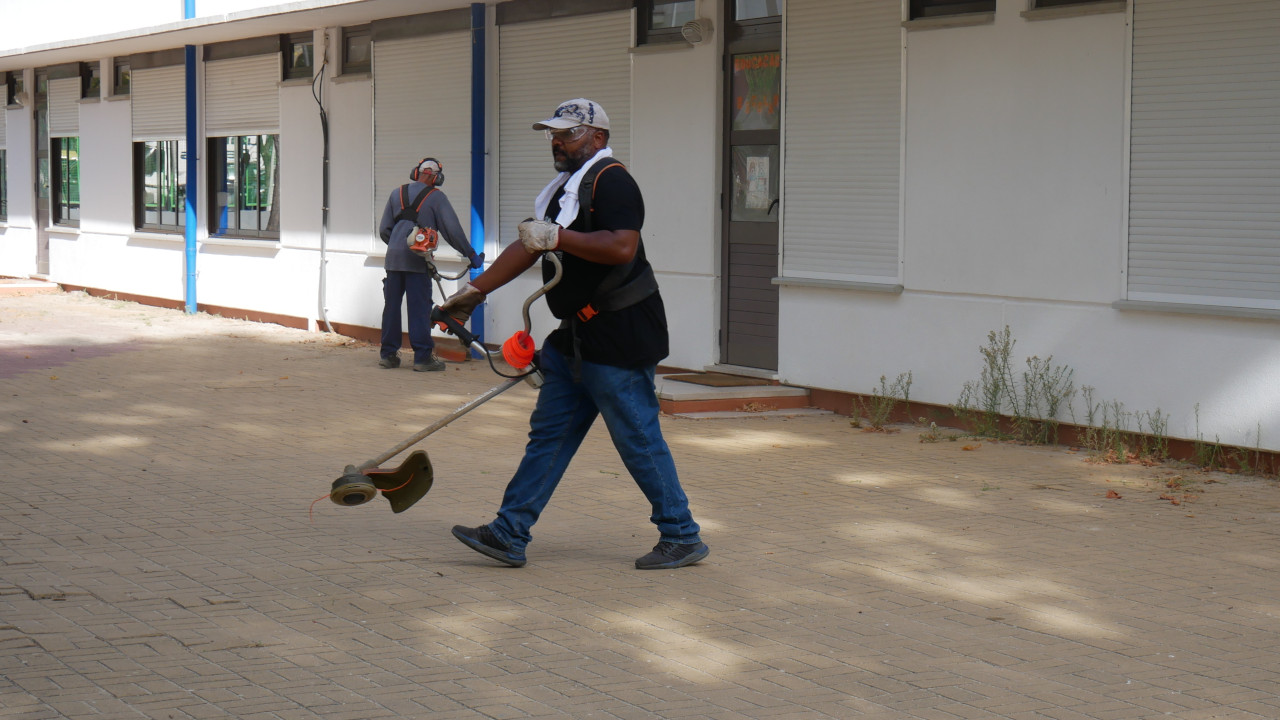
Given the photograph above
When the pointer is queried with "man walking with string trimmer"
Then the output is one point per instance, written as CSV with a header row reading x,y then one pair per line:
x,y
602,359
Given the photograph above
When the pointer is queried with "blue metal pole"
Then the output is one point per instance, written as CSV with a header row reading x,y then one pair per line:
x,y
478,147
192,168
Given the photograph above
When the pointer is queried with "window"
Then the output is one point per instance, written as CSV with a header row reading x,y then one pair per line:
x,y
245,186
91,80
120,76
936,8
4,187
661,22
356,50
160,185
13,81
1059,3
64,153
298,53
757,9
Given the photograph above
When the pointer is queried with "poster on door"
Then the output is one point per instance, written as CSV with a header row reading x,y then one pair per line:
x,y
757,91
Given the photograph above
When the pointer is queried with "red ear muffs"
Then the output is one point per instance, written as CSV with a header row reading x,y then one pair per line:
x,y
416,173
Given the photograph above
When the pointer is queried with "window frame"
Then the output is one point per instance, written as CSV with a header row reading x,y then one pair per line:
x,y
4,185
178,186
218,182
120,67
922,9
361,33
1042,4
91,81
649,35
63,183
288,42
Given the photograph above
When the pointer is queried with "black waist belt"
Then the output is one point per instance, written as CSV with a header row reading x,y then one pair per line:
x,y
640,287
624,296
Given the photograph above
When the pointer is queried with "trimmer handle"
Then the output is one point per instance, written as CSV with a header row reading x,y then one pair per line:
x,y
451,324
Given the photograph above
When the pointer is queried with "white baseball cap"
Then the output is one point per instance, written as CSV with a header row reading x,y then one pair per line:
x,y
572,113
======
• EXERCISE BRIEF
Copy the data exactly. Any picture it contains is to be omitted.

• TASK RESULT
Given the photograph above
When the pointer is queried with "man walking with string trimmer"
Then the output is one point per instance, written as CSV with a header row reading x,y then one pair per line:
x,y
602,359
Given the photograph above
When the pointer is queried with "blue metal pole"
Then the output is one point per instance, written as CSV with a header row reading x,y then one pair per line:
x,y
478,147
192,168
Given the photograph above
When the pointer is queried with "window"
Then the output is one point per instance, written as CSV with a header row reading x,y then one pair per line:
x,y
245,186
91,80
120,76
936,8
4,187
661,22
356,50
160,185
13,81
1059,3
64,153
298,53
757,9
Given the photograph above
When the pointer is queried with "poster on door"
Then the output is one point per instance, written as CSV with a header row reading x,y then one pair per line:
x,y
757,91
Given the photograph above
When the pointer is queried with "red ear muffs"
Then the output is one point per instance, written as CSV with a header row reading x,y then one pair per line:
x,y
416,173
Given the photograph above
When the pointer is queried with "window frame"
Then the output is one point per instance, written as CSV with a header row reading x,y then one pair per line:
x,y
4,185
178,186
218,182
120,67
922,9
361,33
1042,4
91,81
649,35
63,183
288,42
Given the photograph above
When the pointer is queried with "black waist belt"
Then the output is one point per instance, written as CSV with a header row reading x,y then one pair per line:
x,y
640,287
624,296
Given the photograph above
When the pointer is queried with "trimmer handle"
Then the output is one point per instance, written as CSV with a header row reading x,y then one pair per line:
x,y
451,324
Given the photograph above
When the pointer is queried with "white baseball cap"
Then the output is one point per instance, written as CSV with a header row reading x,y then one pair per line:
x,y
572,113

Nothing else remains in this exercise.